## Text shown
--------------------------------

Setting Up a Financial Wellness Program for Employees
Just like with any other form of employee benefits, offering financial wellness benefits will take serious consideration and ongoing input from all stakeholders. Here are a few considerations to get you started.
The Financial Coaching Employees Need
Coaching someone on investment opportunities when they’re struggling just to get through the month is futile. Start with where your employees are at in their financial education. A good way to determine this is through an anonymous survey.
Consider and remove any barriers that could prevent employees from benefiting from financial wellness initiatives. Financial coaching should happen during work time. If you have a remote team, offer webinars on financial planning.
Provide access to financial wellness solutions such as budgeting apps and financial advisory services as part of your employee benefits package.
Financial Wellness as an Organizational Priority
Much like you would have in-house drives that focus on employee well-being, you can make financial well-being part of your values. You could, for example, have drives to make employees aware of compliance and deductions around tax season or provide cost-saving benefits like dental plans and on-site childcare.
By its nature, providing insurance benefits, such as health insurance and disability insurance, also buffers the financial wellness of your employees and their direct dependents.
Infrastructure to Support Financial Wellness
Running an effective financial wellness program is a considerable undertaking for which your company and human resources department will need some support.
Investing in a good employee financial wellness platform means your employees automatically have access to financial counseling and advisory services, educational resources, and various financial and budgeting tools. The best employee financial wellness platforms offer easy-to-use dashboards that can be accessed via mobile, so employees who are not desk-bound benefit equally to those who are.
Employee Assistance Programs
The financial issues employees face can arise from a larger core issue. For example, it can be the symptom of an elderly dependent who needs ongoing care, a health problem such as an addiction, or it can stem from an unstable domestic situation.
Providing access to an employee assistance program (EAP) means employees can get interventionist help and ongoing support through referred counseling or mental health care.
Employee financial wellness is not necessarily your obligation as an employer. That said, we should acknowledge the role that organizations can have in supporting their colleagues’ financial wellness and the societal impact that these efforts can have.
An important first step in this conversation is understanding the breadth of challenges that a lack of financial wellness can bring. From there, employers can determine the issues of greatest importance to their teams and develop an education plan to support their colleagues in taking steps forward.
All of this must be built upon a foundation of a thoughtful compensation structure in order for educational and behavioral interventions to have a meaningful impact.

--------------------------------

## Extracted records
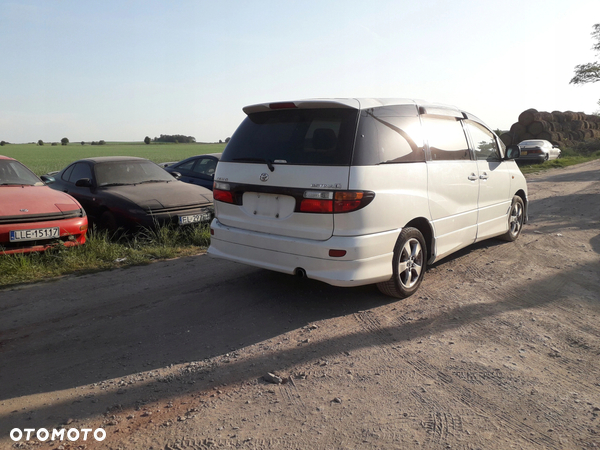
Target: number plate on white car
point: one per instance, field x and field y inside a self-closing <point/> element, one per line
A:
<point x="34" y="235"/>
<point x="202" y="217"/>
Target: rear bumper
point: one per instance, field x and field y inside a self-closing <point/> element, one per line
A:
<point x="368" y="258"/>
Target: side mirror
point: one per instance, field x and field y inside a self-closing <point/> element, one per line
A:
<point x="83" y="182"/>
<point x="513" y="151"/>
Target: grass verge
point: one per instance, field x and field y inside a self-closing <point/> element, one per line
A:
<point x="102" y="252"/>
<point x="569" y="157"/>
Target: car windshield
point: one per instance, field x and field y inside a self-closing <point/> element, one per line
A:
<point x="295" y="136"/>
<point x="14" y="173"/>
<point x="531" y="143"/>
<point x="130" y="172"/>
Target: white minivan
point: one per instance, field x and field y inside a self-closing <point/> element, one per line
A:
<point x="361" y="191"/>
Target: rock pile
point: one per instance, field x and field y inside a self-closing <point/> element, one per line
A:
<point x="563" y="129"/>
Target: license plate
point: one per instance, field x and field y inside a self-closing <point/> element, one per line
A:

--------------------------------

## Activity
Output the passage of the employee financial wellness text from "Infrastructure to Support" to "unstable domestic situation.", copied word for word. The items have no connection to the text on employee financial wellness.

## Solution for this problem
Infrastructure to Support Financial Wellness
Running an effective financial wellness program is a considerable undertaking for which your company and human resources department will need some support.
Investing in a good employee financial wellness platform means your employees automatically have access to financial counseling and advisory services, educational resources, and various financial and budgeting tools. The best employee financial wellness platforms offer easy-to-use dashboards that can be accessed via mobile, so employees who are not desk-bound benefit equally to those who are.
Employee Assistance Programs
The financial issues employees face can arise from a larger core issue. For example, it can be the symptom of an elderly dependent who needs ongoing care, a health problem such as an addiction, or it can stem from an unstable domestic situation.